__What to produce__: List each line of the records below that contains the word "instance". Case counts.

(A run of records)
-- -- --
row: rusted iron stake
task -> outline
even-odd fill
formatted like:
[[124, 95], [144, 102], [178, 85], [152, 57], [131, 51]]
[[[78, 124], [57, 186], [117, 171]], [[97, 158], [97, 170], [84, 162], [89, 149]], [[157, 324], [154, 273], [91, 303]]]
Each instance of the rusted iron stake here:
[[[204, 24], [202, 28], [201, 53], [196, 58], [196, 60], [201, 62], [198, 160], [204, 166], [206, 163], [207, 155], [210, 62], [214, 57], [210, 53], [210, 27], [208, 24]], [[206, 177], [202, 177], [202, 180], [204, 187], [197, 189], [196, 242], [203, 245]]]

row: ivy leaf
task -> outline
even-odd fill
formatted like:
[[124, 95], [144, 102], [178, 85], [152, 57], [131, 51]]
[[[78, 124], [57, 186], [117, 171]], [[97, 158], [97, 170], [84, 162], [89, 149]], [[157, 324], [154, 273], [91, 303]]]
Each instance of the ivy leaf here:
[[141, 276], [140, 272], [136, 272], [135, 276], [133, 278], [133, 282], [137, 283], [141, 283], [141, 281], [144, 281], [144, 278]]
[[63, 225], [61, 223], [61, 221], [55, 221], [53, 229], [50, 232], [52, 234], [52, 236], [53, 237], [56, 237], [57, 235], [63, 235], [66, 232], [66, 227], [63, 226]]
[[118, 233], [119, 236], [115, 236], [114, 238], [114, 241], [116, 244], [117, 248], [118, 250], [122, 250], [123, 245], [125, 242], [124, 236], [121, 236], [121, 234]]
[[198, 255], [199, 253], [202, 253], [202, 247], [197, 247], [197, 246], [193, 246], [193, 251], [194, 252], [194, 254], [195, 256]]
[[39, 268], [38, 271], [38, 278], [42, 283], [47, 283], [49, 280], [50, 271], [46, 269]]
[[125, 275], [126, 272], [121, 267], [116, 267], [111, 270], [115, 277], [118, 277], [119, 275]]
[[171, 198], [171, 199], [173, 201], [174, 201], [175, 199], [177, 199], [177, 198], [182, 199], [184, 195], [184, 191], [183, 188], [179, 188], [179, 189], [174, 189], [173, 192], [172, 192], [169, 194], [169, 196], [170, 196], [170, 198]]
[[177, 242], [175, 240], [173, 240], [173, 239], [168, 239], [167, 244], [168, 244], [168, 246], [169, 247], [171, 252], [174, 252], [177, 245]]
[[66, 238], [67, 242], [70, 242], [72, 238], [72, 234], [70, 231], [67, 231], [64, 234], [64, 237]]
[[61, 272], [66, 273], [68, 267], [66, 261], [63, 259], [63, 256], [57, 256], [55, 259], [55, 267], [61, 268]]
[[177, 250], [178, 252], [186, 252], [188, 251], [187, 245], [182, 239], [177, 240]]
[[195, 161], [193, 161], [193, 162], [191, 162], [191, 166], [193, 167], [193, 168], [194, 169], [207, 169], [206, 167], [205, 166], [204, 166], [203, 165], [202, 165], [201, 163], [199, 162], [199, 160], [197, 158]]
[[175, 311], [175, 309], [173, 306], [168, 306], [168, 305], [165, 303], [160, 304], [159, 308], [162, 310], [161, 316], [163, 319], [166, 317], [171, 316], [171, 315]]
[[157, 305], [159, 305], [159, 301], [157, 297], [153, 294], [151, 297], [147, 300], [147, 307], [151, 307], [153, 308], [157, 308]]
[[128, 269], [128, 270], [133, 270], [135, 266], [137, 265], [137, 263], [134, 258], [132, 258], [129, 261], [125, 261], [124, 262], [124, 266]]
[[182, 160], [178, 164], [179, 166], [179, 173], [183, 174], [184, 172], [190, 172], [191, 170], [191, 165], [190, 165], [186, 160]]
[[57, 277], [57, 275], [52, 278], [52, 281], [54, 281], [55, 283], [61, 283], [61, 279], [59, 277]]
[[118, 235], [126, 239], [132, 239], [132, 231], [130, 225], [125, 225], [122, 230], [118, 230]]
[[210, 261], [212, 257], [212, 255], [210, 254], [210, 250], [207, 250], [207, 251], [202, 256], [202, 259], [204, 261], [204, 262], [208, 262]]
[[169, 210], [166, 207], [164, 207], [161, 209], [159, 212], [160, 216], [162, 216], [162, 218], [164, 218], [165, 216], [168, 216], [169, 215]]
-- -- --
__Full response__:
Each instance of the rusted iron stake here:
Each instance of the ivy leaf here:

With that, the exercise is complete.